Task to carry out
In the answer, give the entries below exactly, from the first line through the line with "Where can the red vest", with every picture omitted.

--- Exercise data Enclosed Below ---

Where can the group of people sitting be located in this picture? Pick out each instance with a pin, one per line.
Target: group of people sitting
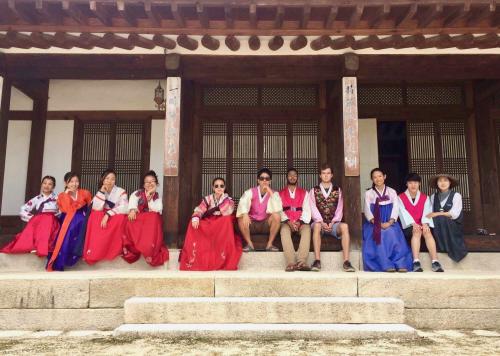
(73, 225)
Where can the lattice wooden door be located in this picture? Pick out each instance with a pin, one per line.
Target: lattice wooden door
(117, 145)
(440, 147)
(235, 150)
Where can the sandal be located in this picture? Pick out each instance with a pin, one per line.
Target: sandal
(272, 249)
(248, 248)
(301, 266)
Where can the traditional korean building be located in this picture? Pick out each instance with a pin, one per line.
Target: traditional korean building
(402, 84)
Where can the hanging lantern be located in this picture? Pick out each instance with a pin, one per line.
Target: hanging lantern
(160, 97)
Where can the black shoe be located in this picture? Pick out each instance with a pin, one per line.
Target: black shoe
(417, 267)
(436, 267)
(348, 267)
(316, 266)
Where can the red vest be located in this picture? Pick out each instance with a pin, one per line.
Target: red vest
(292, 207)
(416, 211)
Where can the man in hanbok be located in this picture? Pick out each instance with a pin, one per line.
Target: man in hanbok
(259, 212)
(295, 219)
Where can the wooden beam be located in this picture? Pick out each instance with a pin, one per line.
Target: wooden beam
(164, 42)
(176, 12)
(342, 42)
(367, 42)
(72, 11)
(380, 15)
(117, 41)
(254, 43)
(232, 43)
(22, 15)
(332, 15)
(100, 12)
(127, 15)
(187, 42)
(276, 43)
(140, 41)
(252, 11)
(152, 15)
(490, 40)
(430, 15)
(321, 43)
(278, 20)
(408, 15)
(228, 16)
(19, 40)
(355, 17)
(4, 128)
(306, 15)
(37, 139)
(298, 43)
(202, 15)
(457, 15)
(483, 13)
(210, 42)
(39, 40)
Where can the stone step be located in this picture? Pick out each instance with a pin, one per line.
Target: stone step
(268, 310)
(255, 261)
(267, 331)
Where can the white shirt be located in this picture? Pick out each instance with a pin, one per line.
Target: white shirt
(404, 216)
(456, 208)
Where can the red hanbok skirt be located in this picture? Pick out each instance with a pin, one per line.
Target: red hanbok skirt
(104, 244)
(144, 236)
(38, 235)
(213, 246)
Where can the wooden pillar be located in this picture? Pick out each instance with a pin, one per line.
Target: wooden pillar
(488, 165)
(342, 108)
(37, 138)
(4, 127)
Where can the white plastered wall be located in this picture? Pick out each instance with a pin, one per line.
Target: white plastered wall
(16, 166)
(98, 95)
(368, 152)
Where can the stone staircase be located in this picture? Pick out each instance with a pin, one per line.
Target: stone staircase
(265, 317)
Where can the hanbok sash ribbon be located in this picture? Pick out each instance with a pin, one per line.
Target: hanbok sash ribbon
(377, 228)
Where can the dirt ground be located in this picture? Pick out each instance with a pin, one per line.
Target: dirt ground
(444, 342)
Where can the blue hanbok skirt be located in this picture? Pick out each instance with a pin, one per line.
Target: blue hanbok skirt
(393, 251)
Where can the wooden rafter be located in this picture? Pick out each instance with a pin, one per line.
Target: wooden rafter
(280, 14)
(177, 15)
(19, 13)
(332, 15)
(430, 15)
(100, 12)
(152, 15)
(74, 12)
(210, 42)
(122, 9)
(202, 15)
(355, 17)
(298, 43)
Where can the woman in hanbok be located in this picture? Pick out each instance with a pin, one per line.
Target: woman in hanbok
(106, 224)
(74, 205)
(144, 228)
(40, 214)
(211, 243)
(448, 217)
(384, 244)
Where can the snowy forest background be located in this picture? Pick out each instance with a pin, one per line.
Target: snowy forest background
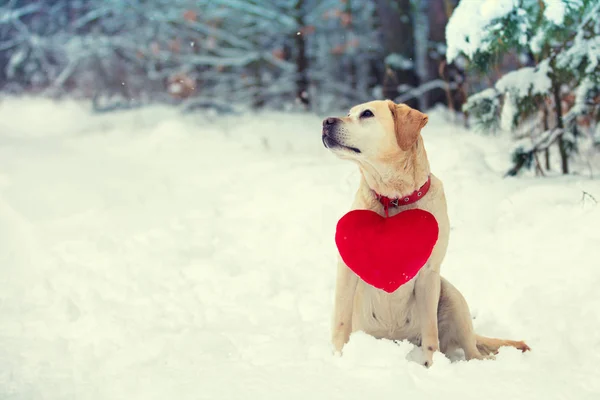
(526, 67)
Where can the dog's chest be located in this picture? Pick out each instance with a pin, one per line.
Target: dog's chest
(386, 315)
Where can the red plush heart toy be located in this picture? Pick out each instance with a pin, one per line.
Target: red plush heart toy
(386, 252)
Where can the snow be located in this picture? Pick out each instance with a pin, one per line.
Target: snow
(148, 255)
(467, 27)
(526, 81)
(554, 11)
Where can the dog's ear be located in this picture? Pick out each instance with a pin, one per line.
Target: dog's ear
(408, 123)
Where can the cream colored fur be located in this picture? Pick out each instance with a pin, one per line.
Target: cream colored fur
(427, 310)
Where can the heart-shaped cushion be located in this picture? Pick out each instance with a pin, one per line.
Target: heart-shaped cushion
(386, 252)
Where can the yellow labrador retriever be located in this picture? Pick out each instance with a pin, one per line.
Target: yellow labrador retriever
(384, 139)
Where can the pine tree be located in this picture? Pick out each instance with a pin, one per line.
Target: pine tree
(556, 46)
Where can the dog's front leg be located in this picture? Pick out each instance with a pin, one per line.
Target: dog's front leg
(427, 295)
(343, 305)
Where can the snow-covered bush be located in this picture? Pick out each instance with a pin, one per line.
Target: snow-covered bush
(555, 88)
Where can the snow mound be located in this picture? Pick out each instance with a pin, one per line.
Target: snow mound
(147, 255)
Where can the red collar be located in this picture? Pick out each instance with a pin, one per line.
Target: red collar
(403, 201)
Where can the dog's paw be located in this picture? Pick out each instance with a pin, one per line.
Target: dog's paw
(428, 352)
(338, 341)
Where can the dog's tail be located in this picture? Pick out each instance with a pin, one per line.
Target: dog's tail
(487, 345)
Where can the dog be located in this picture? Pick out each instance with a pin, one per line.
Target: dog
(384, 139)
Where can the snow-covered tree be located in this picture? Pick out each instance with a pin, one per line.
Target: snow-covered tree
(555, 48)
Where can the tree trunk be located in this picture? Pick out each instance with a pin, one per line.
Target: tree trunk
(397, 22)
(301, 59)
(546, 127)
(558, 110)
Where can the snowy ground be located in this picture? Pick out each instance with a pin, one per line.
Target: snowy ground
(149, 256)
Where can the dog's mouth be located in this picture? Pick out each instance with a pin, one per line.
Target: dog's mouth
(332, 144)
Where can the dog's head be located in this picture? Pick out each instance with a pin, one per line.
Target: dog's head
(375, 132)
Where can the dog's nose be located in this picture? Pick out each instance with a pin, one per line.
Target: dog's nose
(330, 121)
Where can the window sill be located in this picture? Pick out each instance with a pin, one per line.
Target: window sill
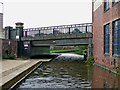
(107, 54)
(115, 3)
(116, 56)
(106, 10)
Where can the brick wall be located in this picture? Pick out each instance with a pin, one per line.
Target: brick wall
(8, 46)
(103, 79)
(101, 18)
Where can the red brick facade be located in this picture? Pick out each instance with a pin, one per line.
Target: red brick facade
(101, 18)
(8, 45)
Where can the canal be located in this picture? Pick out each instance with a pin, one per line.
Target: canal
(66, 73)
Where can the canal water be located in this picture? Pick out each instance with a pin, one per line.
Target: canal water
(70, 74)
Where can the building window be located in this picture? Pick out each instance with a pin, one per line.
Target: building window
(115, 1)
(116, 37)
(107, 39)
(106, 5)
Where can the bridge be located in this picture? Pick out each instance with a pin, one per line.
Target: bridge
(35, 41)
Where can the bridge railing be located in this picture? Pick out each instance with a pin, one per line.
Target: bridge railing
(54, 30)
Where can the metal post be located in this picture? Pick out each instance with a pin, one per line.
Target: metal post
(53, 31)
(39, 32)
(25, 33)
(86, 29)
(69, 30)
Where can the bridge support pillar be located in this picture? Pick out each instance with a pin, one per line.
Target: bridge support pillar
(90, 48)
(19, 34)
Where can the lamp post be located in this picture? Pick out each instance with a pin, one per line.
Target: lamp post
(2, 6)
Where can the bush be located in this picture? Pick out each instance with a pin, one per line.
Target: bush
(90, 60)
(11, 56)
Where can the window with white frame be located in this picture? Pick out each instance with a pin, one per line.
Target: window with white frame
(106, 5)
(116, 37)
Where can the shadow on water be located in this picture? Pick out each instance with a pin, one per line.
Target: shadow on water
(42, 56)
(62, 72)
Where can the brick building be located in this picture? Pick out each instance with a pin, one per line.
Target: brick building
(106, 32)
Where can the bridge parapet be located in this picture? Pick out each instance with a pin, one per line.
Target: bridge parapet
(63, 29)
(59, 36)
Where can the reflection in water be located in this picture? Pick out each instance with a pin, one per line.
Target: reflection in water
(62, 74)
(104, 79)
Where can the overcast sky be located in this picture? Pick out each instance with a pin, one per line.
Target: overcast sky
(39, 13)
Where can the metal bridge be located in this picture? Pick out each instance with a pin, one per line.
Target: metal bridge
(55, 30)
(35, 41)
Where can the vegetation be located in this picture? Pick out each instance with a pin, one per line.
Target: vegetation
(77, 50)
(117, 68)
(90, 60)
(11, 56)
(64, 50)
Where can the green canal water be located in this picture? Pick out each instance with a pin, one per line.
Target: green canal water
(61, 74)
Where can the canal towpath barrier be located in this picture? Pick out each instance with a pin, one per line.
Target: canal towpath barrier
(14, 70)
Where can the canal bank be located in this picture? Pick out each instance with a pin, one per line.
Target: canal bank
(14, 70)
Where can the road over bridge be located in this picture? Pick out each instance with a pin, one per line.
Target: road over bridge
(35, 41)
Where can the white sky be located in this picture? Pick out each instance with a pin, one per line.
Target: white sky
(38, 13)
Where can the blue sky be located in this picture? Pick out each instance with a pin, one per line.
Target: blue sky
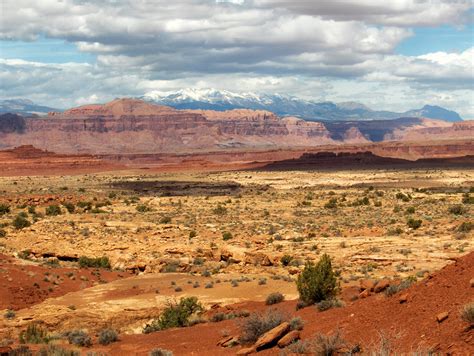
(395, 55)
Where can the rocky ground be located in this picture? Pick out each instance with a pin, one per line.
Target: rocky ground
(231, 239)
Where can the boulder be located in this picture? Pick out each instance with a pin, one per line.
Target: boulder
(289, 338)
(381, 285)
(272, 336)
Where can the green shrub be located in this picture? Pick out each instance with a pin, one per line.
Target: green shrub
(20, 222)
(9, 314)
(286, 259)
(34, 334)
(165, 220)
(257, 324)
(4, 209)
(143, 208)
(457, 209)
(70, 207)
(53, 210)
(79, 338)
(97, 262)
(466, 226)
(414, 223)
(467, 313)
(107, 336)
(226, 235)
(274, 298)
(175, 315)
(331, 204)
(317, 282)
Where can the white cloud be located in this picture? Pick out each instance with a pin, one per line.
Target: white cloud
(326, 50)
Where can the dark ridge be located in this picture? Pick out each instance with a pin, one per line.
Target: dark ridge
(363, 160)
(375, 130)
(10, 123)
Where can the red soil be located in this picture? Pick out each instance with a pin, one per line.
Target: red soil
(23, 284)
(410, 326)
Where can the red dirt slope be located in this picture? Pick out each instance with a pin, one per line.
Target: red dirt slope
(409, 326)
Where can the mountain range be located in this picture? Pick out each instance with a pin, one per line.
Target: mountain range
(281, 105)
(285, 105)
(132, 126)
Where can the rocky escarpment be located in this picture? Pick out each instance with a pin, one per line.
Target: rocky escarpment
(130, 126)
(134, 126)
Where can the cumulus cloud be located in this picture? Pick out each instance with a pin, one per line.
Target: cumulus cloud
(316, 49)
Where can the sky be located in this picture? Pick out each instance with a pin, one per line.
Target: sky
(393, 55)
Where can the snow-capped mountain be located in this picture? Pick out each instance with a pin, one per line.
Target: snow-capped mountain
(285, 105)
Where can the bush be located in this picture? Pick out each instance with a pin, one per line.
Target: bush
(4, 209)
(79, 338)
(414, 223)
(9, 314)
(34, 334)
(226, 235)
(220, 210)
(457, 209)
(286, 259)
(160, 352)
(70, 207)
(53, 210)
(465, 226)
(20, 222)
(107, 336)
(165, 220)
(175, 315)
(256, 325)
(317, 282)
(143, 208)
(467, 313)
(97, 262)
(274, 298)
(394, 289)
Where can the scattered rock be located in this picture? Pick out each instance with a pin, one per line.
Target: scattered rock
(403, 298)
(246, 351)
(442, 316)
(224, 340)
(289, 338)
(367, 284)
(272, 336)
(381, 285)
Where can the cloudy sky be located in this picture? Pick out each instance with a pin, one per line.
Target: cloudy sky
(397, 54)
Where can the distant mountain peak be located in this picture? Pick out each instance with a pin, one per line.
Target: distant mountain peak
(286, 105)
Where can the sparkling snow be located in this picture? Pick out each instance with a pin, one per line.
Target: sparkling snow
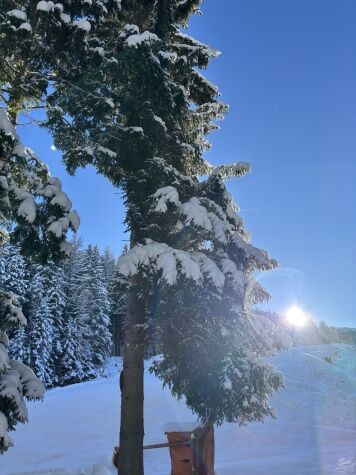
(74, 430)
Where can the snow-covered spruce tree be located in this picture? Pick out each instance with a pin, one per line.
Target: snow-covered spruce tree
(13, 273)
(76, 362)
(142, 112)
(35, 214)
(39, 331)
(39, 344)
(149, 102)
(97, 305)
(202, 291)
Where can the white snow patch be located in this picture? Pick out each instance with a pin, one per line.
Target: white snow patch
(83, 25)
(138, 39)
(314, 433)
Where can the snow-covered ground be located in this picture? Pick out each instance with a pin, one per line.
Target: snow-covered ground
(74, 430)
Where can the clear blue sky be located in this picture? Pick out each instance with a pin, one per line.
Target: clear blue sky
(288, 72)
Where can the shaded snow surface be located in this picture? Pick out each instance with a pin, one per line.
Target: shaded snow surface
(74, 430)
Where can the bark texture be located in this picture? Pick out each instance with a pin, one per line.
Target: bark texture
(132, 396)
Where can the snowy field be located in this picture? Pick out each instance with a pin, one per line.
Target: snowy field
(74, 430)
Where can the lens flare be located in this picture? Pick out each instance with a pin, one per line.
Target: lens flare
(296, 316)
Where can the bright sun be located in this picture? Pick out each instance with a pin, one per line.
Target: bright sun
(296, 316)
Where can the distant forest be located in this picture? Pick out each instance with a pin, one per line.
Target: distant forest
(74, 313)
(313, 333)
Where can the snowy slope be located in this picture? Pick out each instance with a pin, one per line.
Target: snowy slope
(74, 430)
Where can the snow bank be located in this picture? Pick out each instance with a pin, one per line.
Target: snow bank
(74, 430)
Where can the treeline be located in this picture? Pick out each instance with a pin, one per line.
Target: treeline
(313, 333)
(74, 313)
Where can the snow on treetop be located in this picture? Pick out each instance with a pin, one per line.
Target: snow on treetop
(9, 389)
(62, 200)
(65, 18)
(83, 25)
(164, 195)
(259, 257)
(18, 14)
(45, 6)
(137, 39)
(6, 125)
(27, 209)
(32, 387)
(74, 220)
(239, 278)
(170, 262)
(128, 30)
(233, 170)
(167, 55)
(4, 359)
(3, 431)
(25, 26)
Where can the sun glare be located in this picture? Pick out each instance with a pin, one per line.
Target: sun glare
(296, 316)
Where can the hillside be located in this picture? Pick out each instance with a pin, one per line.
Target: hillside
(74, 430)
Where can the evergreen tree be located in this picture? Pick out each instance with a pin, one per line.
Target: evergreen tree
(13, 274)
(136, 107)
(54, 282)
(35, 214)
(76, 361)
(98, 307)
(40, 330)
(141, 117)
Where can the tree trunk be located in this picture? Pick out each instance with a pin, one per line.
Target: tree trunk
(132, 427)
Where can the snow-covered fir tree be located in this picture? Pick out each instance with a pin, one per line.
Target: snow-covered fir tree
(39, 330)
(76, 362)
(34, 213)
(13, 273)
(146, 128)
(97, 305)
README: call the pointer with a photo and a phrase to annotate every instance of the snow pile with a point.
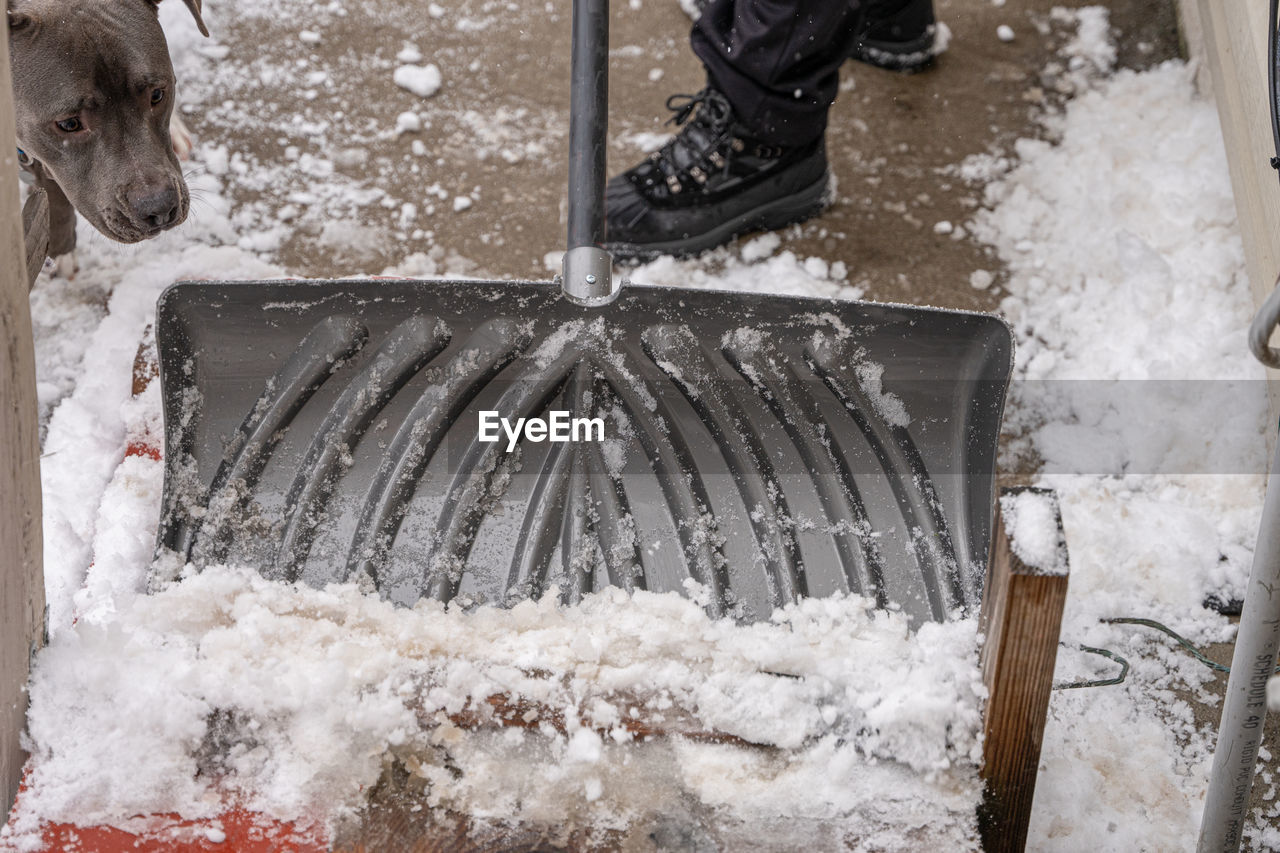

--- End of Enclosed Exercise data ---

Finished exercise
Where can the group of people sitting be located in this picture? Pick out each instance with a pin, one per line.
Target: group of people sitting
(73, 225)
Where can the lattice wooden door be located in this picture? Pick out each instance with a pin, one per line.
Target: lattice wooden door
(117, 145)
(440, 147)
(235, 150)
Where can the sandal be located in this picture? Pick out each instance with a pin, one per line.
Target: sandal
(272, 249)
(248, 248)
(301, 266)
Where can the traditional korean building be located in this picture? Pick out each instance with a pin, one per line.
Target: traditional korean building
(402, 84)
Where can the hanging lantern be located in this picture? Pick out each instance with a pin, one per line.
Target: hanging lantern
(160, 97)
Where can the black shoe be located in this picture? Pick out each instance with a pin, one per line.
Target: black shoe
(417, 267)
(436, 267)
(348, 267)
(316, 266)
Where can the red vest be located in this picture? Pick out each instance with a pin, one per line.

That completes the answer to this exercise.